▸ **EXERCISE DESCRIPTION**: Repeat every record exactly, but keep images out of the copy.

▸ **EXTRACTED ENTRIES**:

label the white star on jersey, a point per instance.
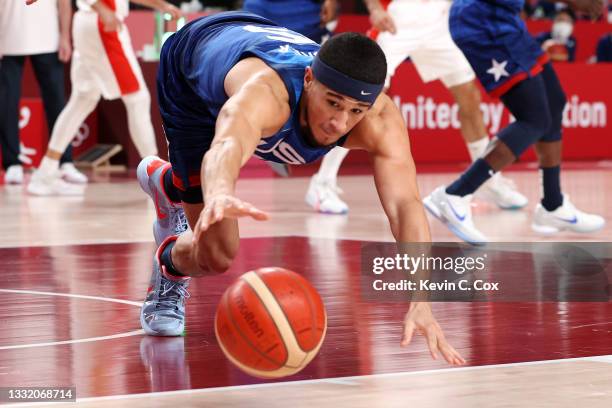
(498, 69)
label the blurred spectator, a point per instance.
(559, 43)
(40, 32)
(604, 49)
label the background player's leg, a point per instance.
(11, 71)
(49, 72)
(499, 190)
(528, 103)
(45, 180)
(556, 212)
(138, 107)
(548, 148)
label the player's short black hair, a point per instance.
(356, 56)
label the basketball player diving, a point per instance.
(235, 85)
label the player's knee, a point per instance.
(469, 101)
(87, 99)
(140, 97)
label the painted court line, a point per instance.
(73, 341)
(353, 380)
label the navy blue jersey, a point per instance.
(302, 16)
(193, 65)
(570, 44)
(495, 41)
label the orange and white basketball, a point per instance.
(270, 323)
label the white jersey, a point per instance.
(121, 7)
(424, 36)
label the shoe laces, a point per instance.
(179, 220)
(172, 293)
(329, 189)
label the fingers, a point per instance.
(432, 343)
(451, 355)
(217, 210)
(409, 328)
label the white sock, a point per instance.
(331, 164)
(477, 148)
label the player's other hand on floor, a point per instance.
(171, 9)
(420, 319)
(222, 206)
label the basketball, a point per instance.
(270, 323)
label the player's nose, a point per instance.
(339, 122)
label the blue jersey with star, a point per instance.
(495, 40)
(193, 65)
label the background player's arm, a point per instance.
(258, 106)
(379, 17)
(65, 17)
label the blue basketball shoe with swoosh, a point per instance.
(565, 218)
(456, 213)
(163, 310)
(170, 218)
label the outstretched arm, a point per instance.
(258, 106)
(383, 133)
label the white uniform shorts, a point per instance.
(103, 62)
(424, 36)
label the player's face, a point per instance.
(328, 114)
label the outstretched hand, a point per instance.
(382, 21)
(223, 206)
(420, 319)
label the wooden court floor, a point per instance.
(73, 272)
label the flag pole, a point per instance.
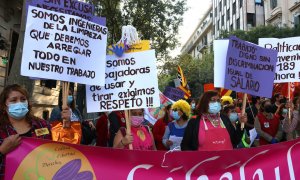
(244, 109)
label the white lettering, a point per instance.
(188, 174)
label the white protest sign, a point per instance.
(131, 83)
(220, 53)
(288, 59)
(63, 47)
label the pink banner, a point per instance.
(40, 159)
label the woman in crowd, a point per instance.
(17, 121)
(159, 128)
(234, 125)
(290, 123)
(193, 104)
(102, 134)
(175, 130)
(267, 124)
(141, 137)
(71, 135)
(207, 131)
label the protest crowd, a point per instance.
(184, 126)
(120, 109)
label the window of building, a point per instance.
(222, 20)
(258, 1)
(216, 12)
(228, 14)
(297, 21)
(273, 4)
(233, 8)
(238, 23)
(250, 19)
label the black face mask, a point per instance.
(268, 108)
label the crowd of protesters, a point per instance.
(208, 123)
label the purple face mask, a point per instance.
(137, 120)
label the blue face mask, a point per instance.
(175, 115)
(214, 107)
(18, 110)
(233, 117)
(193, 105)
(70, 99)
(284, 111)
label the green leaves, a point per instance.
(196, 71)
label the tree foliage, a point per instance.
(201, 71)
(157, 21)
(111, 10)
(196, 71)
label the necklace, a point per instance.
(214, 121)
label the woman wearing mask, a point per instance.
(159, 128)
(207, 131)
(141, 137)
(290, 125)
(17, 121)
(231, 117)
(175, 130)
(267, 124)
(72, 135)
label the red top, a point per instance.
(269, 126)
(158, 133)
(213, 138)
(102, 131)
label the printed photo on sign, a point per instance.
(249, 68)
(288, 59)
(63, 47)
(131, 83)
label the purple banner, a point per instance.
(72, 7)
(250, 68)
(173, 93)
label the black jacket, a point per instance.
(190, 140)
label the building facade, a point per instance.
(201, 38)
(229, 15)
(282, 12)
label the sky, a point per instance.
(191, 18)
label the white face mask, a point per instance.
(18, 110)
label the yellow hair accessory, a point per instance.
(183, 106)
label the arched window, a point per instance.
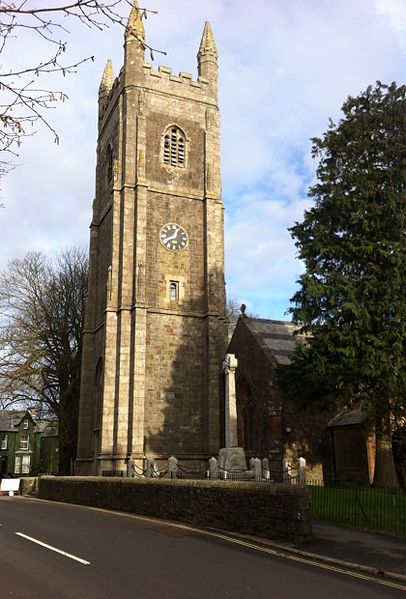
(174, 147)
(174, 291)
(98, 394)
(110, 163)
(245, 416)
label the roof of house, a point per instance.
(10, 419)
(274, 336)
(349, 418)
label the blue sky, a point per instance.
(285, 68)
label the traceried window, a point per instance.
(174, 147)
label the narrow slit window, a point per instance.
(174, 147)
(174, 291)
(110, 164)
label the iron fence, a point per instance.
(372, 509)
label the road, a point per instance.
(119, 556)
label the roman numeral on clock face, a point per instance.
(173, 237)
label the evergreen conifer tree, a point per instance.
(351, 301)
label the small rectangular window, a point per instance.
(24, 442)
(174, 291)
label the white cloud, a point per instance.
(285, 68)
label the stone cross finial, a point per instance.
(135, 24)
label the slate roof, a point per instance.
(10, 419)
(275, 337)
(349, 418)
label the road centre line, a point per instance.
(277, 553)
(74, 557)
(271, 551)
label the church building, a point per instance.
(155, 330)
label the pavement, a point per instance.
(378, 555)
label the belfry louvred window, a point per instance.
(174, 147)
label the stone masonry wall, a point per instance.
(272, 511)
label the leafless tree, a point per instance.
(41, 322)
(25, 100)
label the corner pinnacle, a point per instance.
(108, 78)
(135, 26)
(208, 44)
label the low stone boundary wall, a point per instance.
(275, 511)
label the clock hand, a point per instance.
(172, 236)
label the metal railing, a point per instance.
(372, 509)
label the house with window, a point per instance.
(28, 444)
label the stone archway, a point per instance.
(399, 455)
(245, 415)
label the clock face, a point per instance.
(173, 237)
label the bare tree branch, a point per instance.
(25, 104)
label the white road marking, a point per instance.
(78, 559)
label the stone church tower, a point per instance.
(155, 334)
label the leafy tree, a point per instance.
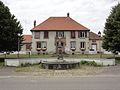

▸ **RESPONSE TO THE TASK**:
label the white star on jersey, a point per instance.
(498, 69)
label the blurred spectator, a point per instance.
(559, 43)
(40, 32)
(604, 49)
label the background player's leg, a point per instance.
(11, 71)
(49, 72)
(499, 190)
(528, 103)
(45, 180)
(556, 212)
(138, 107)
(548, 148)
label the player's short black hair, a point per instance.
(356, 56)
label the basketball player diving, a point per instance.
(235, 85)
label the player's knee, a point per instance.
(469, 101)
(87, 99)
(140, 97)
label the painted court line, a point per instance.
(73, 341)
(353, 380)
label the navy blue jersey, a point per instance.
(302, 16)
(193, 65)
(570, 44)
(495, 41)
label the orange and white basketball, a point per instance.
(270, 323)
label the white jersey, a point per instance.
(121, 7)
(424, 36)
label the shoe laces, a point per instance.
(179, 220)
(172, 293)
(329, 189)
label the fingers, a point per instance.
(432, 343)
(451, 355)
(217, 210)
(409, 328)
label the white sock, a point per instance.
(331, 164)
(477, 148)
label the player's other hand on floor, a point per instance.
(171, 9)
(420, 319)
(222, 206)
label the basketball, a point per instance.
(270, 323)
label the player's nose, a point per instance.
(339, 122)
label the blue jersey with star, a point per instance.
(495, 40)
(193, 65)
label the background player's arm, a point per instance.
(258, 106)
(379, 17)
(65, 17)
label the blue basketball shoe with swoosh, a point per instance.
(565, 218)
(456, 213)
(163, 310)
(170, 218)
label the outstretched arm, a point per instance.
(258, 106)
(383, 133)
label the white uniform shorts, a point per instance.
(103, 62)
(424, 36)
label the player's face, a point per instance.
(328, 114)
label the outstretched hand, a point per instance.
(382, 21)
(223, 206)
(420, 319)
label the wooden court floor, a point per instance.
(73, 272)
label the flag pole, a point per instance.
(244, 109)
label the white lettering, a point per instance.
(188, 174)
label the white protest sign, a point per instance.
(131, 83)
(220, 53)
(288, 59)
(63, 47)
label the pink banner, a point per instance.
(40, 159)
label the woman in crowd, a point per instance.
(17, 121)
(159, 128)
(234, 125)
(290, 123)
(193, 104)
(102, 134)
(175, 130)
(267, 124)
(141, 137)
(71, 135)
(207, 131)
label the protest crowd, a point per instance.
(184, 126)
(120, 109)
label the window of building, a point per instance.
(222, 20)
(258, 1)
(216, 12)
(228, 14)
(297, 21)
(273, 4)
(233, 8)
(238, 23)
(250, 19)
label the black face mask, a point per instance.
(268, 108)
label the crowd of protesters, a point per instance.
(208, 123)
label the purple face mask, a point per instance.
(137, 120)
label the blue face mask, a point per instance.
(175, 115)
(214, 107)
(18, 110)
(233, 117)
(193, 105)
(70, 99)
(284, 111)
label the green leaves, a point per instance.
(196, 71)
label the tree foliage, a point per instance.
(201, 71)
(157, 21)
(111, 10)
(196, 71)
label the necklace, a point per instance.
(214, 121)
label the woman wearing mask, a point per instance.
(159, 128)
(207, 131)
(141, 137)
(290, 125)
(17, 121)
(231, 117)
(175, 130)
(267, 124)
(72, 135)
label the red top, a point per instance.
(269, 126)
(158, 133)
(213, 138)
(102, 131)
label the printed photo on sign, a point per instance.
(249, 68)
(288, 59)
(63, 47)
(131, 83)
label the purple banner, a point per instance.
(72, 7)
(250, 68)
(173, 93)
label the black jacket, a point per instance.
(190, 140)
label the building facade, a point per instance.
(201, 38)
(229, 15)
(282, 12)
label the sky, a point per instance.
(191, 18)
label the white face mask, a point per instance.
(18, 110)
label the yellow hair accessory, a point per instance.
(183, 106)
label the arched window, a point per instance.
(174, 147)
(174, 291)
(98, 394)
(110, 163)
(245, 416)
label the roof of house, a point per instance.
(10, 419)
(274, 336)
(349, 418)
label the blue sky, a point per instance.
(285, 68)
label the traceried window, a point per instance.
(174, 147)
label the narrow slit window, a point per instance.
(174, 147)
(174, 291)
(110, 164)
label the iron fence, a point per instance.
(372, 509)
label the road, a point per instance.
(119, 556)
label the roman numeral on clock face, a point per instance.
(173, 237)
label the evergreen conifer tree, a point per instance.
(351, 301)
label the small rectangular window, a point per instance.
(24, 442)
(174, 291)
label the white cloud, a point per instance.
(285, 68)
label the stone cross finial, a point per instance.
(135, 24)
label the slate roof, a point per instance.
(10, 419)
(275, 337)
(349, 418)
label the road centre line, a point per instance.
(277, 553)
(74, 557)
(271, 551)
label the church building, a point per instance.
(155, 330)
label the pavement, a point per instance.
(378, 555)
label the belfry louvred window, a point per instance.
(174, 147)
label the stone masonry wall, a point per instance.
(272, 511)
label the leafless tree, a point per instance.
(41, 322)
(25, 100)
label the corner pinnacle, a point per instance.
(108, 78)
(135, 26)
(208, 44)
label the low stone boundary wall, a point per instance.
(275, 511)
label the clock hand, a point per instance.
(172, 236)
label the metal railing, a point per instance.
(372, 509)
label the house with window, a point per instance.
(28, 444)
label the stone archway, a point per instance.
(399, 455)
(245, 415)
label the clock face, a point per instance.
(173, 237)
label the bare tree branch, a point per instance.
(25, 104)
label the white road marking, a point per instance.
(78, 559)
label the stone church tower, a point per instance.
(155, 334)
label the leafy tree, a point per instance.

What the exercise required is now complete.